Written task 1: Translate this sentence from the mailing-list thread on SSD journals into Spanish: "I have dozens of the "Fultondale" SSDs deployed and have had zero failures."

Passage to read:

-- START --

On 2016-03-16 16:58, Heath Albritton wrote:
The rule of thumb is to match the journal throughput to the OSD
throughout.  I'm seeing ~180MB/s sequential write on my OSDs and I'm
using one of the P3700 400GB units per six OSDs.  The 400GB P3700
yields around 1200MB/s* and has around 1/10th the latency of any SATA
SSD I've tested.

I put a pair of them in a 12-drive chassis and get excellent
performance.  One could probably do the same in an 18-drive chassis
without any issues.  Failure domain for a journal starts to get pretty
large at they point.  I have dozens of the "Fultondale" SSDs deployed
and have had zero failures.  Endurance is excellent, etc.

*the larger units yield much better write throughout but don't make
sense financially for journals.

-H

On Mar 16, 2016, at 09:37, Nick Fisk <nick@xxxxxxxxxx> wrote:

-----Original Message-----
From: ceph-users [mailto:ceph-users-bounces@xxxxxxxxxxxxxx] On Behalf Of
Stephen Harker
Sent: 16 March 2016 16:22
To: ceph-users@xxxxxxxxxxxxxx
Subject: Re:  SSDs for journals vs SSDs for a cache tier,
which is
better?

On 2016-02-17 11:07, Christian Balzer wrote:

On Wed, 17 Feb 2016 10:04:11 +0100 Piotr Wachowicz wrote:

Let's consider both cases:
Journals on SSDs - for writes, the write operation returns right
after data lands on the Journal's SSDs, but before it's written
to the backing HDD. So, for writes, SSD journal approach should
be comparable to having a SSD cache tier.
Not quite, see below.
Could you elaborate a bit more?

Are you saying that with a Journal on a SSD writes from clients,
before they can return from the operation to the client, must end up
on both the SSD (Journal) *and* HDD (actual data store behind that
journal)?

No, your initial statement is correct.

However that burst of speed doesn't last indefinitely.

Aside from the size of the journal (which is incidentally NOT the most limiting factor) there are various "filestore" parameters in Ceph, in
particular the sync interval ones.
There was a more in-depth explanation by a developer about this in
this ML, try your google-foo.

-- END --

Dataset excerpt
-- START --

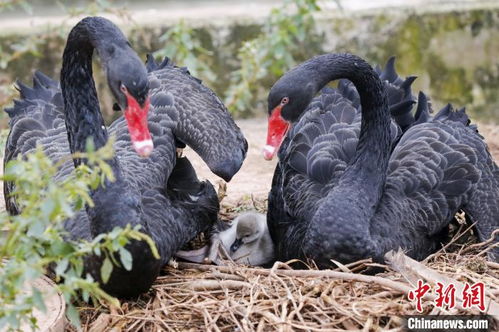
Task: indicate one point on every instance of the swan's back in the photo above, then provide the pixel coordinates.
(439, 166)
(322, 143)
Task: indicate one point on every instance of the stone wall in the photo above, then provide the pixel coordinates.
(455, 53)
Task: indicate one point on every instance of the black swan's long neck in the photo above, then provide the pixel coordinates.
(369, 165)
(84, 119)
(81, 105)
(340, 227)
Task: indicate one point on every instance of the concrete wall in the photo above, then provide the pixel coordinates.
(453, 50)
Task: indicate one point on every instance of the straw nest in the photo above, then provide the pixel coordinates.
(192, 297)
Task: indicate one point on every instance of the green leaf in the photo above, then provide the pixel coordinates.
(38, 299)
(126, 258)
(73, 316)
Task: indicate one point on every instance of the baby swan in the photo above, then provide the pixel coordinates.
(245, 240)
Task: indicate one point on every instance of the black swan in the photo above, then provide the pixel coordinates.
(161, 193)
(344, 195)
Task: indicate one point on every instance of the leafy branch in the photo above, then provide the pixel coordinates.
(35, 240)
(272, 52)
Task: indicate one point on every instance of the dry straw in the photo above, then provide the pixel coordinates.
(192, 297)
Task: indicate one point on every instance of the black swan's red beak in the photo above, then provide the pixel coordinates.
(136, 118)
(278, 127)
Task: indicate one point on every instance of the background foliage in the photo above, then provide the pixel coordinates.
(35, 241)
(285, 39)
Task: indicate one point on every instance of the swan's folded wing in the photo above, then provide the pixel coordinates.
(36, 119)
(202, 121)
(433, 171)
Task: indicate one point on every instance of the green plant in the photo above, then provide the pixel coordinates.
(284, 33)
(184, 48)
(35, 240)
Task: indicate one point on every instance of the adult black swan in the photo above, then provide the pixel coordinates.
(344, 195)
(161, 193)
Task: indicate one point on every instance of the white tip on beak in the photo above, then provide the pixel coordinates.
(268, 152)
(143, 148)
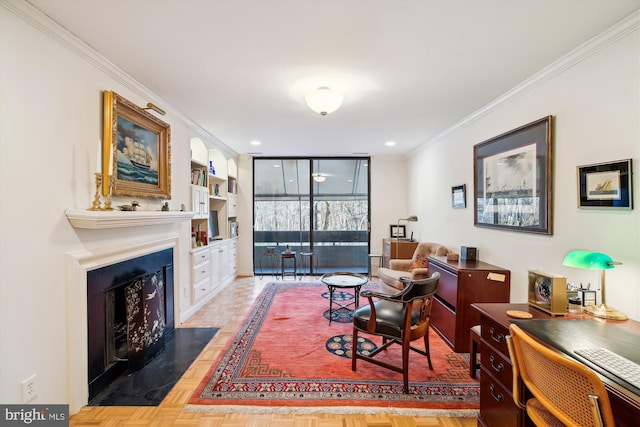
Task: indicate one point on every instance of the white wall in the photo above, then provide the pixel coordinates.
(50, 134)
(595, 107)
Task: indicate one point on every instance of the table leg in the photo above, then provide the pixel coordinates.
(331, 289)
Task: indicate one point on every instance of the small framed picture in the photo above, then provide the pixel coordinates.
(605, 185)
(459, 196)
(398, 231)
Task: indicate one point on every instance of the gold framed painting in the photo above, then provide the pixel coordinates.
(513, 179)
(137, 146)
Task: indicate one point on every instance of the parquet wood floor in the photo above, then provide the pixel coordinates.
(226, 311)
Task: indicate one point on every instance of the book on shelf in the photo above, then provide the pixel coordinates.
(199, 177)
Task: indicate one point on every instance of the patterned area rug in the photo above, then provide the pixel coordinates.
(286, 356)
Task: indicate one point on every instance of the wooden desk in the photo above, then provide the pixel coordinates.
(497, 407)
(461, 284)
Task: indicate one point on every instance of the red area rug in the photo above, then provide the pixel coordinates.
(286, 356)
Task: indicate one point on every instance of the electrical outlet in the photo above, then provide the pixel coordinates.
(29, 390)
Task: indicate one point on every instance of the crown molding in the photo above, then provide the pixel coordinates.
(34, 17)
(574, 57)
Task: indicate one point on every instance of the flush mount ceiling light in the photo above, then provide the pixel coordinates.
(323, 100)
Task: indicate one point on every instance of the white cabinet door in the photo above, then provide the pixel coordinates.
(232, 205)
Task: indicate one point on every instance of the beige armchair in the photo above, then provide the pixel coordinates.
(415, 268)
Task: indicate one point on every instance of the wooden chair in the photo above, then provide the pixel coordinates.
(400, 318)
(565, 392)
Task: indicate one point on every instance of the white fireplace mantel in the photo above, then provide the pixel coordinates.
(117, 219)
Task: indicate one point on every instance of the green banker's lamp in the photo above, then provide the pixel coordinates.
(595, 261)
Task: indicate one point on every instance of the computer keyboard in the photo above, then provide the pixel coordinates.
(619, 366)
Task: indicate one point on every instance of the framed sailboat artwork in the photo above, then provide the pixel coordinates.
(136, 151)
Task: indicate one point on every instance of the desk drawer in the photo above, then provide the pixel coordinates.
(200, 272)
(447, 285)
(497, 363)
(495, 334)
(444, 321)
(199, 257)
(497, 407)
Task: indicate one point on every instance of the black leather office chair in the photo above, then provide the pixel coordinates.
(400, 318)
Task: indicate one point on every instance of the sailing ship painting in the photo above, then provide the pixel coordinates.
(137, 153)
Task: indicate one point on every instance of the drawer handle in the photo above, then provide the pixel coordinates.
(498, 397)
(498, 368)
(498, 338)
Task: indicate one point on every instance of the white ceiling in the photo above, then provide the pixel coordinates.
(408, 69)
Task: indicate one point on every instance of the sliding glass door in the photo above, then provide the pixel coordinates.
(311, 205)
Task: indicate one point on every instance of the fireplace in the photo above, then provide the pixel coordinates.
(129, 313)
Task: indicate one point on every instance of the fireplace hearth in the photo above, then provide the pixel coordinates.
(130, 310)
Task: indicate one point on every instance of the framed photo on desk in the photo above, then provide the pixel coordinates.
(398, 231)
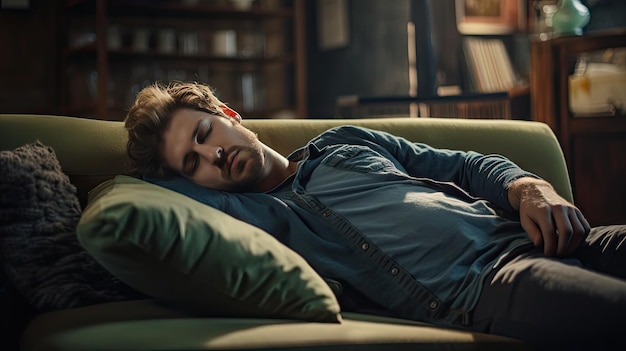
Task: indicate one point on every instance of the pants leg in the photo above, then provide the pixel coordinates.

-- END --

Written task 2: Pull out every line of the listing that contains the word "black".

Full answer 1: Tengo docenas de SSD "Fultondale" en funcionamiento y no he tenido ningún fallo.

Full answer 2:
Task: indicate one point on every instance of the black swan's long neck in the photo above, then provide the pixel coordinates.
Task: indicate one point on every instance of the black swan in the photo above, then provide the pixel coordinates.
Task: indicate one point on every instance of the black swan's red beak in the photo above, then provide the pixel coordinates.
Task: indicate one point on every instance of the adult black swan in the photo above, then provide the pixel coordinates.
Task: indicate one point on every instance of the black leather office chair in the photo above, then provide the pixel coordinates.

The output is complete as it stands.